• **WHAT YOU WILL DO**:
Write out each of the entries below word for word, keeping every line unchanged and in its original order.

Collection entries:
---
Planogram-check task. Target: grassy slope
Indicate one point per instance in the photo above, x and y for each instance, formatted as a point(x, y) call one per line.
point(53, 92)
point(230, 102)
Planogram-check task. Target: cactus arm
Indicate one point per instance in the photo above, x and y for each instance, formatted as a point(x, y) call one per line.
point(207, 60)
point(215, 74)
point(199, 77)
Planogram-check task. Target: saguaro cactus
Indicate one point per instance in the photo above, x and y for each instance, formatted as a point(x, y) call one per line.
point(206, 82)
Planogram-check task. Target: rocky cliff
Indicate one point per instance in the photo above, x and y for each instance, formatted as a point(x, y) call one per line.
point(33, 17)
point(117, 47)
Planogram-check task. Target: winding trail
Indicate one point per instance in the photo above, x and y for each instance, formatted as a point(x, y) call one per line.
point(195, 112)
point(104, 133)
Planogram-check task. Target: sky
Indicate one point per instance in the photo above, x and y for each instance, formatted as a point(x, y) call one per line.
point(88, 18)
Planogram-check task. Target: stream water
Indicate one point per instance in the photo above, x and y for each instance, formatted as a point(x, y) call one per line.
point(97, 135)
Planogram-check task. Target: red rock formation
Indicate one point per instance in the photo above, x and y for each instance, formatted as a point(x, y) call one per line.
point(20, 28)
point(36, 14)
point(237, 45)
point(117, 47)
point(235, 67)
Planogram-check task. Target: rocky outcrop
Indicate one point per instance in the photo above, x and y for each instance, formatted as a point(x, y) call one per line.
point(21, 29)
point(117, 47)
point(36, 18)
---
• **FINISHED ANSWER**:
Planogram-check task. Target: grassy slope
Indicate one point per instance in the photo above, x and y for each instance, formatted as a point(x, y) call one per line.
point(53, 92)
point(230, 102)
Planogram-check task. Target: cactus arm
Indicate one point per instance in the photo above, x and y for each instance, formatted as a point(x, y) call one per line.
point(207, 60)
point(215, 74)
point(199, 77)
Planogram-check task. Target: saguaro cactus
Indicate one point per instance in the photo above, x and y for each instance, formatted as a point(x, y) call one per line.
point(206, 82)
Planogram-check task. Target: rocky cliff
Indicate one point per instance in the photo above, x and y for each instance, formatted as a point(x, y) call one per line.
point(33, 17)
point(117, 47)
Planogram-check task. Target: winding trail
Indicate one point per instance in the photo above, x and y for each instance, formatted as a point(x, y) call one per line.
point(195, 112)
point(104, 133)
Planogram-check task. Target: sky
Indicate one point per instance in the photo above, x and y for each instance, formatted as a point(x, y) call one per line.
point(88, 18)
Planogram-check task. Target: stream water
Indicate one point per instance in the photo above, x and y for each instance, formatted as a point(x, y) call one per line.
point(97, 135)
Planogram-check task. Target: red rock formation
Indicate one point per instance in the photo above, x and y for each instance, formatted as a point(x, y) call one per line.
point(20, 28)
point(36, 14)
point(237, 45)
point(117, 47)
point(235, 67)
Planogram-check task. Target: rocky outcrop
Indicate one point per instance in the photo above, x and y for each instance, formatted as a point(x, y) call one per line.
point(21, 29)
point(117, 47)
point(36, 18)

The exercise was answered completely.